Extract the records below word for word and ignore the images.

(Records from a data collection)
* * *
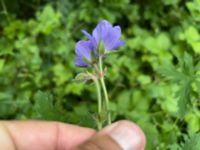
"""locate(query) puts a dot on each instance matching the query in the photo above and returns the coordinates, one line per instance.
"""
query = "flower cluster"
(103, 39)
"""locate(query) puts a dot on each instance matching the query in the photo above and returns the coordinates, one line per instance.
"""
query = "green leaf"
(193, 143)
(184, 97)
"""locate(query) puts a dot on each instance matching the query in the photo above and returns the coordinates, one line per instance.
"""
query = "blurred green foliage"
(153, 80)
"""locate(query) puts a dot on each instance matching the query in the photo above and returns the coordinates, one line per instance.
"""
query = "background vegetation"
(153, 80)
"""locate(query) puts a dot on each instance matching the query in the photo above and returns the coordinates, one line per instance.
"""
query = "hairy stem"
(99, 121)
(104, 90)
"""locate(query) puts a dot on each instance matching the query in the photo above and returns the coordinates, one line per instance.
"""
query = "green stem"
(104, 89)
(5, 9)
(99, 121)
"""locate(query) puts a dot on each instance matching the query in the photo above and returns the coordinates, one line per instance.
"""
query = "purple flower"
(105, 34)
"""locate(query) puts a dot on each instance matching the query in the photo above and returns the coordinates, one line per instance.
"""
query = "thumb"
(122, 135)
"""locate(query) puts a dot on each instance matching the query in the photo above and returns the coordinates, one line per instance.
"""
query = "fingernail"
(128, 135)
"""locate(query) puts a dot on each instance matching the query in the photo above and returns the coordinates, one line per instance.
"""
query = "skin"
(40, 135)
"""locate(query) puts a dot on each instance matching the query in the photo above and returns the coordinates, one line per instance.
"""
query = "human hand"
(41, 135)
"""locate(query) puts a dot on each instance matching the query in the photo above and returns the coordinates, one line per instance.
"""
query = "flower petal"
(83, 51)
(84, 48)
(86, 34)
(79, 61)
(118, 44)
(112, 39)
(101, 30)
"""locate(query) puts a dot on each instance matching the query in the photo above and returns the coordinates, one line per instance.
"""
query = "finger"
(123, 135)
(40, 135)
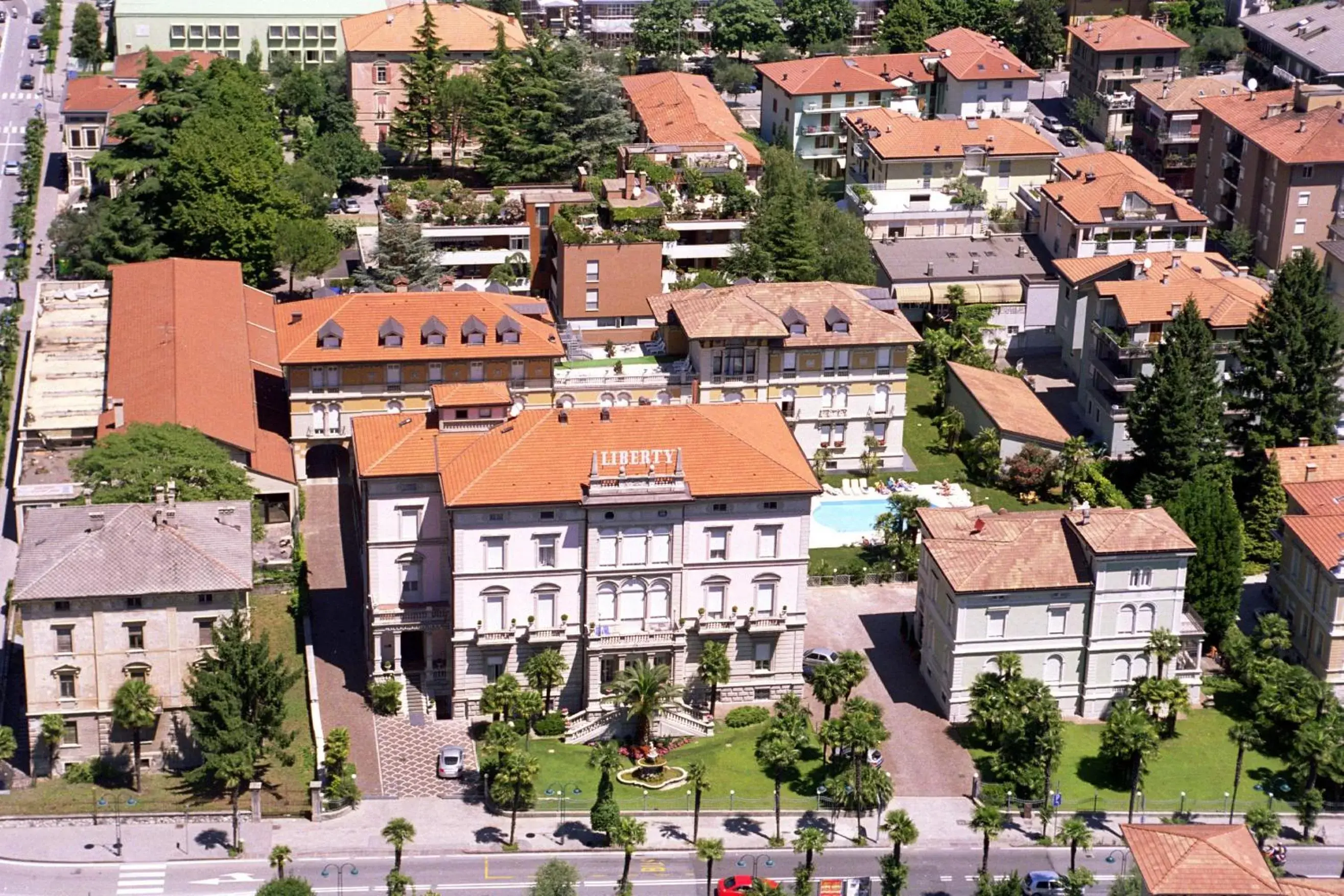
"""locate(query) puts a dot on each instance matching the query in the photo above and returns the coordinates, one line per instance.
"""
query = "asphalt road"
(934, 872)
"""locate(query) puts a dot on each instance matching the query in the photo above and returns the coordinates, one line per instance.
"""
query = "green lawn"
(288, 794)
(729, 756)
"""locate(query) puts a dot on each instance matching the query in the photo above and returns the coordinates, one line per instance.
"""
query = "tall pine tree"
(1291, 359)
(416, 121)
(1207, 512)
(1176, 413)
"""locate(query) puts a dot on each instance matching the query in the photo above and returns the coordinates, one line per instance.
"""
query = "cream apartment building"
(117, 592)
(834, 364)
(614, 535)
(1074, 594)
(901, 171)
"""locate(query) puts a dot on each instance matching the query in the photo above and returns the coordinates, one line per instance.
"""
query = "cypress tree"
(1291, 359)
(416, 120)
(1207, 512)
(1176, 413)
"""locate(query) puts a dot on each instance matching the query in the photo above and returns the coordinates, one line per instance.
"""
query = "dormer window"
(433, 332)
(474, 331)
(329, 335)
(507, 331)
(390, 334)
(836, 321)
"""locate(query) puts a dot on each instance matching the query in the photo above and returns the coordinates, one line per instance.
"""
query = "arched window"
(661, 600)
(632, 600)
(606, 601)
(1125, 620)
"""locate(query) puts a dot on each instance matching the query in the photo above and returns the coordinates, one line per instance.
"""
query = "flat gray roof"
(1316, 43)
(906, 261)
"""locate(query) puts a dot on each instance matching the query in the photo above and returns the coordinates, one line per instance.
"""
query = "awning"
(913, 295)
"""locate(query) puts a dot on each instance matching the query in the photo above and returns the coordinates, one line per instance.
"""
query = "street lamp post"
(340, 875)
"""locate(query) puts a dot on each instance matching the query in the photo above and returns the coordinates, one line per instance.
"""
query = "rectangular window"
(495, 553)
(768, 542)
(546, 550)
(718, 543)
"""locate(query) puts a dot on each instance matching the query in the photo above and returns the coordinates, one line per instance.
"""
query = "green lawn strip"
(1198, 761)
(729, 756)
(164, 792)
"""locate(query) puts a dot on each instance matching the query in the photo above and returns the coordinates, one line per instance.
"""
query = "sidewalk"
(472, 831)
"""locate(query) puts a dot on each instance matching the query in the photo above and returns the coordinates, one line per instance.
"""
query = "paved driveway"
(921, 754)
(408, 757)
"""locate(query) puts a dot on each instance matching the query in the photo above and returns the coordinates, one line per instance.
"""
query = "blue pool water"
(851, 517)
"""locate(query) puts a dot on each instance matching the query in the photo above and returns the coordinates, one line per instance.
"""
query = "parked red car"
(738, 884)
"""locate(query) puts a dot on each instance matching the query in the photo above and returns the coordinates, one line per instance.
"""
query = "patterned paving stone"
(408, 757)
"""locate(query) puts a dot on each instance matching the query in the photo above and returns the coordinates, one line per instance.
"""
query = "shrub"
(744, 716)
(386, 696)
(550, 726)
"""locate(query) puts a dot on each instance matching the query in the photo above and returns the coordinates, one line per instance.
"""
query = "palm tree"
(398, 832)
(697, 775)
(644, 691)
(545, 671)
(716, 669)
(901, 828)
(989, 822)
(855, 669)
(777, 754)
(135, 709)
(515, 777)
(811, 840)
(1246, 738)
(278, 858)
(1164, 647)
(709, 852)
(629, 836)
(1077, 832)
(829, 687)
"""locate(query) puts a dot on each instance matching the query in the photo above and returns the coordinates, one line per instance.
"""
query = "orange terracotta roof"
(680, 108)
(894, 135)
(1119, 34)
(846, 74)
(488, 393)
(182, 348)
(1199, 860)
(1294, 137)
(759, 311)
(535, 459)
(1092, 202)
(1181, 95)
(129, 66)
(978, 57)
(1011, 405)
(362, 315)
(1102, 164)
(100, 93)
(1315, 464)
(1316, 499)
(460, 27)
* * *
# [The completed task]
"""locate(query) puts a dot on each instance matching the query in the photo above and returns the coordinates, one line per instance.
"""
query = "flower cluster"
(103, 39)
"""locate(query) puts a dot on each instance matching the query in the photo above and returns the coordinates, one line per instance.
"""
query = "green leaf"
(193, 143)
(184, 97)
"""locate(query) puts a dot on each instance matching the query in the photo above and returns the coordinates, one line per instance.
"""
query = "blurred green foliage"
(153, 80)
"""locate(query) puts a dot on each instance matching the query in the photo above and returns the coordinates, one line per instance.
"""
query = "background vegetation"
(153, 80)
"""locate(query) puts a dot on each instance matching the query in the photo above and returns the coordinates, one line per instance.
"""
query = "hairy stem"
(99, 121)
(104, 90)
"""locate(query) puts a dot on each instance matching the query in the photo above and returns the coordinates, one line per instance.
"""
query = "green stem"
(104, 89)
(5, 9)
(99, 121)
"""locate(query) puts a dot on each instance matching the query in the photo above and returns the coordinates, one line per instance.
"""
query = "purple flower"
(105, 34)
"""locate(query) puts a dot on each instance matching the query in the photo above and returns the coordinates, one line per instance.
"""
query = "thumb"
(122, 135)
"""locate(query) puts a dot on each instance matching the query in the photo above and returns the coordinates, one line per instance.
"""
query = "fingernail"
(128, 135)
"""locate(query) puts a dot on each instance matching the query in the photo above and returns the coordinates, one line per instance.
"""
query = "skin"
(40, 135)
"""locate(query) puts a dot on each instance matching the query in the photo above and returns the coordinates, one line per instance.
"""
query = "human hand"
(41, 135)
"""locate(query) puts a dot on each instance matching the query in the photo above and returns the coordinates, one line per instance.
"""
query = "flower petal"
(83, 51)
(84, 48)
(86, 34)
(79, 61)
(118, 44)
(112, 39)
(101, 30)
"""locate(query) puts a dot on each instance matching the query in the photo above and returns the coordinates, one line per instance.
"""
query = "finger"
(123, 135)
(40, 135)
"""locate(query) puts a dot on each instance matching the query in the photo above and returns the coordinates, one line per instance.
"""
query = "asphalt road"
(934, 872)
"""locate(query) puts a dot on each instance matching the query in the photo above and returns the coordinates, one line per instance.
"""
query = "green lawn"
(288, 794)
(729, 756)
"""locate(query) puts a dot on each instance matching the query in the photo above and returns the coordinates, one line per instance.
"""
query = "tall pine tree"
(1291, 359)
(416, 121)
(1207, 512)
(1176, 413)
"""locate(query) puts a dot on each instance matching the query in the photo above and returns the coordinates, one line per instance.
"""
query = "cream apartment building"
(117, 592)
(834, 364)
(614, 535)
(1074, 594)
(901, 171)
"""locate(query) puts a dot on each instance matching the query in the photo above and returns the coordinates, one line per instance.
"""
query = "cypress tree"
(1291, 359)
(416, 120)
(1207, 512)
(1176, 413)
"""locate(query) puts a dot on each instance matching the query in the photo above and returns the coordinates, one line per instance.
"""
query = "dormer window"
(433, 332)
(474, 331)
(329, 335)
(507, 331)
(390, 334)
(836, 321)
"""locate(query) puts a dot on each instance matching the query in the photo above and returns the coordinates, one line per instance.
"""
query = "arched window"
(661, 600)
(632, 600)
(606, 601)
(1125, 620)
"""locate(query) puts a dot on each instance matching the query in the photo above and returns the coordinates, one line per instance.
"""
query = "flat gray roof"
(1316, 43)
(906, 261)
"""locate(query) puts a dot on each instance matching the query in the photo above and returns the coordinates, one line per instance.
"""
query = "awning"
(913, 295)
"""locate(query) puts a dot on each instance matching the query in the photo above and returns the coordinates, one line per instance.
"""
query = "street lamp post"
(340, 875)
"""locate(query) puts a dot on each instance matching the query in the photo above and returns the coordinates, one line per instance.
"""
query = "rectangular window"
(495, 553)
(768, 542)
(546, 550)
(718, 543)
"""locate(query) puts a dot on each instance matching the query in the photo above and returns the coordinates, one line per instance.
"""
query = "green lawn strip"
(1198, 761)
(729, 756)
(164, 792)
"""locate(query) puts a dot on each instance matching the query in the photo above and returns the coordinates, one line per instance.
"""
query = "sidewalk"
(472, 831)
"""locate(query) puts a dot on each instance matching the query in the photo above and returns the coordinates, one line per instance.
"""
query = "paved driveway"
(921, 754)
(408, 757)
"""locate(query) puts a dot on each instance matching the query in the photo above and returns the coordinates, one line per instance.
"""
query = "blue pool water"
(851, 517)
"""locate(query) puts a dot on each instance matching the query in the photo above and returns the coordinates, one line per instance.
"""
query = "parked red car"
(738, 884)
"""locate(query) puts a dot on each instance matching the query in the photo above and returns the coordinates, one line per instance.
"""
query = "patterned paving stone"
(408, 757)
"""locate(query) puts a dot on each instance matching the query in the photo above and returns the coordinates, one line per instance.
"""
query = "shrub"
(744, 716)
(386, 696)
(550, 726)
"""locate(query) puts a dot on each instance matching the query in the photo above and returns the coordinates, one line per instance.
"""
query = "palm tree"
(398, 832)
(697, 775)
(644, 691)
(545, 671)
(716, 669)
(901, 828)
(989, 822)
(855, 669)
(777, 754)
(135, 709)
(515, 777)
(811, 840)
(1246, 738)
(278, 858)
(1164, 647)
(709, 852)
(629, 836)
(1077, 832)
(829, 687)
"""locate(query) puts a dot on each instance matching the query in the photo above and returns the coordinates, one line per instance.
"""
query = "orange terracotta roof"
(680, 108)
(894, 135)
(1119, 34)
(846, 74)
(488, 393)
(182, 348)
(1199, 860)
(1294, 137)
(759, 311)
(535, 459)
(1092, 202)
(1181, 95)
(129, 66)
(978, 57)
(1011, 405)
(362, 315)
(1102, 164)
(100, 93)
(1315, 464)
(1316, 499)
(460, 27)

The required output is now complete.